Natural language region descriptions
Content starts

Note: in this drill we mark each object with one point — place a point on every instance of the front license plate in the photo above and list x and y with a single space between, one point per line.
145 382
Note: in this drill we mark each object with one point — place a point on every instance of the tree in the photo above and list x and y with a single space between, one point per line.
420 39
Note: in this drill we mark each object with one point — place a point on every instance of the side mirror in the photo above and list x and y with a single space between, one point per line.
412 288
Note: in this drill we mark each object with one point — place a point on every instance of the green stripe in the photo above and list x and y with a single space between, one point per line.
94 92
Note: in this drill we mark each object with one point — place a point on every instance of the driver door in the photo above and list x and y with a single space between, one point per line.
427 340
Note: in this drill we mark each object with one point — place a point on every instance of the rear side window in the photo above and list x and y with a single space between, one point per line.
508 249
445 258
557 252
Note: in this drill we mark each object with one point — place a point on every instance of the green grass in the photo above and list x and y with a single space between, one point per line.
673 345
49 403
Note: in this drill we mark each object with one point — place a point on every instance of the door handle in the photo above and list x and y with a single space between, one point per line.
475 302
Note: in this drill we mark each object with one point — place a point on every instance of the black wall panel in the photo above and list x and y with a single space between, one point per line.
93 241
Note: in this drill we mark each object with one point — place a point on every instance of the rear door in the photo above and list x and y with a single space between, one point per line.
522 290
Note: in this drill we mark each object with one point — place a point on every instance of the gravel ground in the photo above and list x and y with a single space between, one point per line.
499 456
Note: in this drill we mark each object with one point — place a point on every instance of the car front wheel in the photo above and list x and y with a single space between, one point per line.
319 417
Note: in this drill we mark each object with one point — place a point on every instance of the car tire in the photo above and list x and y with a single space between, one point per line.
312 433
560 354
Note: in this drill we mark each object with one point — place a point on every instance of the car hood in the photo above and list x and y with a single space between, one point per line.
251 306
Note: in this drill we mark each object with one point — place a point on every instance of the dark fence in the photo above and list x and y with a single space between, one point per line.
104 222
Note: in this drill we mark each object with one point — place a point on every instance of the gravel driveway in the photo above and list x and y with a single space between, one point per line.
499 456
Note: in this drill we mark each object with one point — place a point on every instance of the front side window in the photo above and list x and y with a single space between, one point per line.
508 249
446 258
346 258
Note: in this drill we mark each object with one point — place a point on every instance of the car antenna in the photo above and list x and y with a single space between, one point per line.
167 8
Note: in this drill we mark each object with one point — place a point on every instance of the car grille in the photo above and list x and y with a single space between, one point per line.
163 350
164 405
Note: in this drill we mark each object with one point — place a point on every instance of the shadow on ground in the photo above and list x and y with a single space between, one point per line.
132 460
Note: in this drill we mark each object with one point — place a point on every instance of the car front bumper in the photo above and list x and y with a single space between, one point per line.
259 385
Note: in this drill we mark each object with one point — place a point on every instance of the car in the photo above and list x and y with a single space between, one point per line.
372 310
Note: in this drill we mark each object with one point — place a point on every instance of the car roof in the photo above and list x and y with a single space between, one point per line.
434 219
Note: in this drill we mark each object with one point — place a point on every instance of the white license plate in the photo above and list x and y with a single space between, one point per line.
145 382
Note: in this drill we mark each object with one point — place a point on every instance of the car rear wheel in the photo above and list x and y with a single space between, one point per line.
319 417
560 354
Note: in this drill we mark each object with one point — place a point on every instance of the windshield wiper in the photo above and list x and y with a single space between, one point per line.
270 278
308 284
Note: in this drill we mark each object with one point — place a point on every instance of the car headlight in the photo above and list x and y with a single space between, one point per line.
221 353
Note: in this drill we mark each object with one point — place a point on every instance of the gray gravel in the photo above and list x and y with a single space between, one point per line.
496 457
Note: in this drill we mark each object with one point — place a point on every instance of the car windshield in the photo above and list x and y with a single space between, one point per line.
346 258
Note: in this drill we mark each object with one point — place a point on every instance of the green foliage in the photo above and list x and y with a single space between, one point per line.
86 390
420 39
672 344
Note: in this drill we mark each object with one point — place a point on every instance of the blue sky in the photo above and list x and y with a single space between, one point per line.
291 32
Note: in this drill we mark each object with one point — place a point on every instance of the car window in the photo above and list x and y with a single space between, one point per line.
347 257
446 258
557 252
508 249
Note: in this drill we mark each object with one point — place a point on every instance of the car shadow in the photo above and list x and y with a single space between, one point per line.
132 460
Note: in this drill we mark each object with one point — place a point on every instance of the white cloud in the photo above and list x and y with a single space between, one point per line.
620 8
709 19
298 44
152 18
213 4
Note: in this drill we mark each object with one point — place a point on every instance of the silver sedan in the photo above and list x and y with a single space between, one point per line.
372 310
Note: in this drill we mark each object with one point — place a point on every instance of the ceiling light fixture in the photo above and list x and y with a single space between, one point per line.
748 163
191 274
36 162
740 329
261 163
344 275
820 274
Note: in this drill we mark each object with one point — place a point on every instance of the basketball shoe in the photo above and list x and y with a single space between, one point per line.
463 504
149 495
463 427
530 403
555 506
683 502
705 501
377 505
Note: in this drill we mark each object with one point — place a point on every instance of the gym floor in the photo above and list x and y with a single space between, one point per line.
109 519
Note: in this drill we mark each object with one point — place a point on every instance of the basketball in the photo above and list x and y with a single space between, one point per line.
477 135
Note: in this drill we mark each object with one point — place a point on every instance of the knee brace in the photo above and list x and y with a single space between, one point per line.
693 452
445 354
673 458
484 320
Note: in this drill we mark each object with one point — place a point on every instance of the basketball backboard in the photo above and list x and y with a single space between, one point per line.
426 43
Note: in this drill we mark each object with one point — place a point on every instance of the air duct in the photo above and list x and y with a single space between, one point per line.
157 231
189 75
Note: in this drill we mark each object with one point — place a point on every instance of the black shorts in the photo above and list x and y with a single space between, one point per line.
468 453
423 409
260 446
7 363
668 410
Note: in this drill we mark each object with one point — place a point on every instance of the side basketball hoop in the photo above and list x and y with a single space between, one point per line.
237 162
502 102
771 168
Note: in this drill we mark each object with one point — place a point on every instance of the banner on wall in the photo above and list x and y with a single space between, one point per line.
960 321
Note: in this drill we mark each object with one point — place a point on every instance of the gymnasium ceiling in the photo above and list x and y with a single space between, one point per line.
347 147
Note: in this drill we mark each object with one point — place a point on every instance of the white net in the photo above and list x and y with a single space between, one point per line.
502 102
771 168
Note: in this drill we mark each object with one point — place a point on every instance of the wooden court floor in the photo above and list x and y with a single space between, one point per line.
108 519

Content ends

PROBLEM TO WORK ON
Without changing a word, write out each entry again.

ANSWER SPACE
Note: in this drill we mark each object with one point — place a point on every instance of the front license plate in the photo above and list x and y with a single space between, one point per line.
145 382
Note: in this drill we mark each object with one point — place a point on every instance of the tree in the photo above and list x and y with a single space between, one point per line.
420 39
Note: in this drill we mark each object with one point — place a point on every instance of the side mirror in the photo above and list x and y with a single space between, one point per line.
412 288
Note: in this drill we mark each object with one point — place a point on every instance of the green stripe in the photo above and list x and y with a single space between, one point per line.
94 92
Note: in this drill we mark each object with one point — place a point on every instance of the driver door in the photo above and list x and y with a single space between, one point per line.
427 340
Note: in this drill we mark each object with one point — place a point on every instance of the rear side window in the photo above and list x and y with a single space between, one point per line.
508 249
445 258
557 252
Note: in this drill we mark each object with one point — place a point on every instance of the green grass in the photo above and list x and y with a single space between, one point per line.
673 345
49 403
Note: in this drill we mark each object with one point — place a point on every instance of the door handle in the photo above and list x and y with a single space between, one point per line.
475 302
Note: in this drill we mark each object with one point — place a point on every instance of the black wall panel in the photo above and list x and y with a single space between, one point per line.
93 241
Note: in this drill we mark each object with one point — place a point on every instance of the rear door in the photo above and list x and y with a single space between, one point per line.
522 290
Note: in this drill we mark each object with one point — place a point on every instance of the gravel ground in the photo above and list x and y with a single space between, one point per line.
499 456
Note: in this drill we mark each object with one point — place a point on every instance of the car front wheel in the photo above and list x and y with a single space between, one point per line.
319 417
Note: in this drill we mark each object with one point — place a point on every instance of the car tire in the photo above and list x and y with a single space between, one point per line.
312 433
560 354
Note: in this drill we mark each object with one point — place a point on every instance of the car hood in the photo above and list x and y with a single space between, one point per line.
251 306
Note: in this drill we mark each object with one point — place a point on every instance of the dark fence in the photo above and list x and y with a single space between, one point per line.
104 222
Note: in this drill we mark each object with one point — place a point on every instance of the gravel driveway in the photo above and list x and y with a single space between, one point per line.
499 456
Note: in this drill we mark each object with one point — place a point on every instance of the front side window in the photo above and list x and y with a single space between, one point per line.
508 249
446 258
346 258
Note: in this drill we mark each object with one point — place a point on every instance of the car antenna in the photo above and list x and y with a single space between, one point per line.
167 8
Note: in this drill we mark each object with one point — place a point on every instance of the car grille in the photo above and list x and y with a single space between, one point per line.
163 350
164 405
Note: in this drill we mark each object with one point — place a point on every instance of the shadow on ground in the photo above and list x and y with a single space between, one point per line.
132 460
Note: in this drill we mark each object with one point — place a point on every instance of the car front bumper in the photo above and list x and y with a single space between, one point per line.
259 385
Note: in this drill we mark each object with one point — place a point on every instance of the car in the photo above and list x and y with a single space between, one point per line.
372 310
Note: in this drill we mark each object with one point — place a point on every instance of the car roof in the photo above and list x and y with a single space between, one point per line.
434 219
Note: in this drill we mark each object with one point — place a point on every instance of the white license plate in the photo above and list x and y with a single space between, one point per line.
145 382
Note: in this drill we mark each object with one point — place a point on every instance of the car rear wheel in the photo above and list x and y with a single space between, one point per line.
319 417
560 354
Note: in this drill we mark each object with one point — place a point on every instance of the windshield wiper in the photo above and list x and y with a single space between, one point per line.
270 278
308 284
Note: in this drill we mark each object with one point — place a point on every instance of the car headlight in the photo above and list x and y with a single space between, one point per line.
221 353
Note: in this drill we mark each object with one point — place a point on every instance of the gray gravel in the photo above and list x and y with a single space between, one point per line.
496 457
Note: in this drill we mark each object with one point — place a point on every instance of the car windshield in the photo above and list x and y with a single space between, one point per line.
346 258
Note: in this drill we mark each object with one point — place a point on every instance of the green foliage in the photo above and list x and y with a single space between, one point per line.
86 390
420 39
672 344
Note: in this drill we mark each object with one point — place a point on every instance of the blue sky in the photo above and list x and y with a single space between, one point per line.
291 32
Note: in this drill we mark each object with one point — place a point on every instance of the car window in the photo above and list x and y with a single space between, one point per line.
347 257
446 258
557 252
508 249
Note: in this drill we mark each object with one point — place a point on every instance of the car shadow in the photo above and list x and y with a single space between, one point per line.
132 460
Note: in this drill we mark each object with one point — place a point on every instance of the white cloud in the photo above and list x and y with a single space between, one point per line.
620 8
709 19
298 44
152 18
213 4
Note: in this drill we mark each object with one point — place a point on every instance of the silver sedan in the photo above and list x and y with a single space between, one point per line.
372 310
Note: in this drill we mark each object with one point — place a point on every instance of the ceiling light fixture in the photo above and list x and y with a single space between, one point per line.
748 163
191 274
36 162
740 329
261 163
344 275
820 274
Note: in this drill we mark each object with one point — place a point on every instance of the basketball shoe in the photo above and list x and y with a single space between, one point per line.
463 504
149 495
463 427
530 403
555 506
683 502
705 501
377 505
Note: in this drill we mark each object with one point — place a point on every instance of the gym floor in the photo above and list x and y with a single space between, one point per line.
109 519
Note: in this drill we mark each object with one point — place a point on every instance of the basketball in the photo above and list x and y with a single space between, one point per line.
477 135
Note: in this drill we mark each object with one point — place a point on every instance of the knee brace in the photo above and list x and y with a single space between, one point per line.
693 452
445 354
673 458
484 320
Note: in this drill we mark each object with one point — place a point on every instance of the basketball backboard in the photo above and list x and y with a single space between, one point per line.
426 43
Note: in this drill we mark each object with one point — place a point on every instance of the air duct in the photo above and list x and y with a single space between, one point per line.
157 231
189 75
Note: in this drill we mark each object with one point — place a point on every instance of the black shorts in the photo above and list x and y with a single space between, one point per line.
468 453
423 409
260 446
7 363
668 410
Note: in this drill we mark each object with one point — place a point on every instance of the side basketball hoop in the photo above and list x and y with a single space between, one point per line.
237 162
502 102
771 168
Note: in this drill we mark each object with one point — place a point on every instance of the banner on wall in the photo above and list x and y with a single space between, one point per line.
960 321
Note: in this drill we mark each object with one point — place a point on every instance of the gymnasium ceiling in the photo above and list x and y with a single space between, one point per line.
347 147
Note: in this drill we mark each object with one point — place a point on every instance of the white net in the photo above and list x and y with a single space between, one point per line.
502 102
771 168
Note: in this drill we mark each object with one point — place a point on every instance of the wooden court floor in the photo above and list x and y with a single space between, one point per line.
108 519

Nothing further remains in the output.